Кроме количественного, М. Юнге провел также качественный анализ: «Качественный анализ репрессий 1937-1938 гг. в Грузии подразумевает изучение и интерпретацию статистических данных жертв трех массовых операций НКВД (операция по приказу № 00447 («кулацкая». - К. Д.), операция по «национальным линиям» и социальная чистка)» [2, с. 89]. Результатом Большого террора в Грузии М. Юнге называет воцарившийся там «кладбищенский покой» - продолжавшийся, однако, недолгое время: репрессии в Грузии отрывочно продолжились после 1941 года, на сей раз управляясь строго из Москвы.

****************************************

**ЗАДАНИЯ**
[a] Перечислите все массовые операции НКВД, которые названы в отрывке о репрессиях в Грузии.
[b] Обновите в отрывке участок от «Кроме количественного, М.» до «строго из Москвы.», заменив «недолгое время» на «короткое время», и приведите этот участок целиком.
Материал для этой работы не понадобится.

**ИСХОДНЫЕ ДАННЫЕ**
****************************************

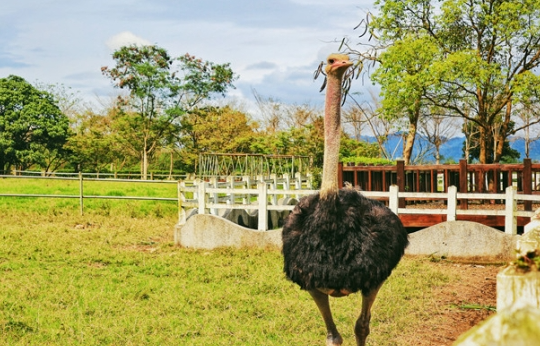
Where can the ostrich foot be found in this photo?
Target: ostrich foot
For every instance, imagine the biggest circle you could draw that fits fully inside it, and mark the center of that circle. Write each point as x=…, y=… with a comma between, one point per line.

****************************************

**ОТВЕТЫ ПО ЗАДАНИЯМ**
[a]
- операция по приказу № 00447 («кулацкая»)
- операция по «национальным линиям»
- социальная чистка

[b]
Кроме количественного, М. Юнге провел также качественный анализ: «Качественный анализ репрессий 1937-1938 гг. в Грузии подразумевает изучение и интерпретацию статистических данных жертв трех массовых операций НКВД (операция по приказу № 00447 («кулацкая». - К. Д.), операция по «национальным линиям» и социальная чистка)» [2, с. 89]. Результатом Большого террора в Грузии М. Юнге называет воцарившийся там «кладбищенский покой» - продолжавшийся, однако, короткое время: репрессии в Грузии отрывочно продолжились после 1941 года, на сей раз управляясь строго из Москвы.